SOURCE:
= = = = = = =
Exploration de l’Amérique

L’influence des Canadiens-Français dans la pénétration du continent Américain

Par Benoit Brouillette

Sujet trop vaste, qu’il convient de limiter dans le temps, dans l’espace et quant aux personnages. L’époque étudiée est celle de 1763 à 1846.

Le territoire s’étend depuis les Grands Lacs jusqu’à l’Océan Pacifique et jusqu’à Saint-Louis, vers le sud. Les personnages sont les traitants, les explorateurs et les missionnaires.

Avant la Conquête, l’élan était donné. Les Français avaient hardiment exploré les routes du Sud et les routes de l’Ouest. La pénétration, ralentie par la guerre et par le soulèvement de Pontiac, reprit de plus bel, une fois la paix conclue. Les personnages principaux qui nous intéressent sont, au début de la période, les traitants de fourrures et les explorateurs, plus tard les missionnaires. Les premiers furent des gens obscurs, parce qu’illettrés.
= = = = = = =
CONSIGNE DONNÉE 1:
Recopiez mot pour mot tout ce qui va de « L’influence des Canadiens-Français » jusqu'à « 1763 à 1846. » dans la source.
CONSIGNE DONNÉE 2:
D'après la source, quelle époque l'étude couvre-t-elle ?
Appuyez-vous uniquement sur la source, s'il vous plaît.

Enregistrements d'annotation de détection
= = = = = = =
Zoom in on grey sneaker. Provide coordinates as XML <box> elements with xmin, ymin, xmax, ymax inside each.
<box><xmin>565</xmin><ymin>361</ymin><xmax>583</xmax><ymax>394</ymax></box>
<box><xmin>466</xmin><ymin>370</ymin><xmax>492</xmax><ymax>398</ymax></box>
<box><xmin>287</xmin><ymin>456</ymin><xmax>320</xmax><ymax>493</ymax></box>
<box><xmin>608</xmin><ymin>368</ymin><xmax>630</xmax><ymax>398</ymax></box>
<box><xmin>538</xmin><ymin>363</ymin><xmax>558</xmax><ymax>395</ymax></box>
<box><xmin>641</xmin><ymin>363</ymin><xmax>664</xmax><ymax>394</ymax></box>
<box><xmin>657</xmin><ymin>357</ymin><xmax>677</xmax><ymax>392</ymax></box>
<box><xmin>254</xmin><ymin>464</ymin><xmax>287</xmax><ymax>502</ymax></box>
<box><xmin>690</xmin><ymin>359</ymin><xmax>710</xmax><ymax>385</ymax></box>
= = = = = = =
RÉPONSE 1:
L’influence des Canadiens-Français dans la pénétration du continent Américain

Par Benoit Brouillette

Sujet trop vaste, qu’il convient de limiter dans le temps, dans l’espace et quant aux personnages. L’époque étudiée est celle de 1763 à 1846.

RÉPONSE 2:
De 1763 à 1846.